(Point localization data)
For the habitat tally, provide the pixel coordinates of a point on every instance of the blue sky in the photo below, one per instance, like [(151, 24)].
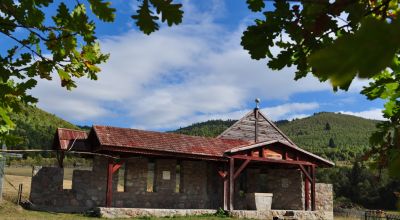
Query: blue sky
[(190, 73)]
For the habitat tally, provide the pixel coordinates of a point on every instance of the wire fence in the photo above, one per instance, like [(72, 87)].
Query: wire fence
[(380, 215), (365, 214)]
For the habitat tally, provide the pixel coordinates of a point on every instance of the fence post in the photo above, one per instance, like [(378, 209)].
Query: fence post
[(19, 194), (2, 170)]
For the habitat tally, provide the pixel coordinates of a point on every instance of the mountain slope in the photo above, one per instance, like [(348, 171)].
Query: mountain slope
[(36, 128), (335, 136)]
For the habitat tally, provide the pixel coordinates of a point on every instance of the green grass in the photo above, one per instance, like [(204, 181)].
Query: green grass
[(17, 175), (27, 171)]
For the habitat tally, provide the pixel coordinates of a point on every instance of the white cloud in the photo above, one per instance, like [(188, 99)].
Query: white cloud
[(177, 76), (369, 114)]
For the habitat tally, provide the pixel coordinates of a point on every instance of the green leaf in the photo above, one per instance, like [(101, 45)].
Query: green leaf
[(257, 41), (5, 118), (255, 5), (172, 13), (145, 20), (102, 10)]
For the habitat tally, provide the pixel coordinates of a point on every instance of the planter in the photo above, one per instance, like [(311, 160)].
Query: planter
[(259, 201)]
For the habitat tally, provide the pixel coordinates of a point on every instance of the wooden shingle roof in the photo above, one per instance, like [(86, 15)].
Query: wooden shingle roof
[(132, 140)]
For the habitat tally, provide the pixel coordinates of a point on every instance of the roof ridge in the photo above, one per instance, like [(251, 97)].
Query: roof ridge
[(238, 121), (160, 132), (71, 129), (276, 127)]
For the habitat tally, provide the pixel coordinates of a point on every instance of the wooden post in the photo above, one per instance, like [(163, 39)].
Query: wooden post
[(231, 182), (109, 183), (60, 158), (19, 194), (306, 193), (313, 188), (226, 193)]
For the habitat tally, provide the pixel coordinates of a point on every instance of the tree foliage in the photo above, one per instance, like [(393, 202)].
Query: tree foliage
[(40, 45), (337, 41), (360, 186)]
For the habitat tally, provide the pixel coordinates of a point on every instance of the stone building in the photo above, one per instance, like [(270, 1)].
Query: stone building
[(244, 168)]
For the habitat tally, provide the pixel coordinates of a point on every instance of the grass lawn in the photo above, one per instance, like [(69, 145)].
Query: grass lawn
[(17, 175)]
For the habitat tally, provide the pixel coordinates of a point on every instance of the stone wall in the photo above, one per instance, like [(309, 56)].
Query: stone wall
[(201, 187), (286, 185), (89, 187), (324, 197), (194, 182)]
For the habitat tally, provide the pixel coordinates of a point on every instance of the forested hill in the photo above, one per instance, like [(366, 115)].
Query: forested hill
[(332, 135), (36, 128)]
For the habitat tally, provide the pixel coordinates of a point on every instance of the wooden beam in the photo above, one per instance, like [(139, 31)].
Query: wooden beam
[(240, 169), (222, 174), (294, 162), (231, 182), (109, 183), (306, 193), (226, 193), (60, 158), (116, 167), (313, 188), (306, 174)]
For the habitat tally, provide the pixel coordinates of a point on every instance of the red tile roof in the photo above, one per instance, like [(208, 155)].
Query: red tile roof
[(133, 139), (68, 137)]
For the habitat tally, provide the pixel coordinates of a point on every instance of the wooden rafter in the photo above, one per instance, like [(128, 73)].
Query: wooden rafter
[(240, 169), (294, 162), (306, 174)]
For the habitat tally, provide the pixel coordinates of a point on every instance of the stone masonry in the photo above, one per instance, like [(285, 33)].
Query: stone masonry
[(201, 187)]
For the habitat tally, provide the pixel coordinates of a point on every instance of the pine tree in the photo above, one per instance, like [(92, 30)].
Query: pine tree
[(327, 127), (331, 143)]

◆ **EXERCISE REQUIREMENTS**
The line with "Query: red tile roof" through the last line of the entries above: output exactly those lines and nothing else.

◆ **THE ANSWER**
Query: red tile roof
[(133, 139), (68, 137)]
For the habitat tally, provide the pixel coordinates of a point on every instance of the wooden rafter in the photo above, one per instance, like [(128, 73)].
Query: wooden rafter
[(240, 169), (294, 162), (306, 174)]
For the habitat tally, provide the pixel coordinates of a point on every instance of the stone masonry in the photo above, one per instance, like [(285, 33)].
Query: stone masonry
[(201, 187)]
For the habitat tally, provide the pixel coordinates of a point on every instance of the pine tree in the photo above, one per instance, like [(92, 30)].
Query: pine tree
[(327, 127), (331, 143)]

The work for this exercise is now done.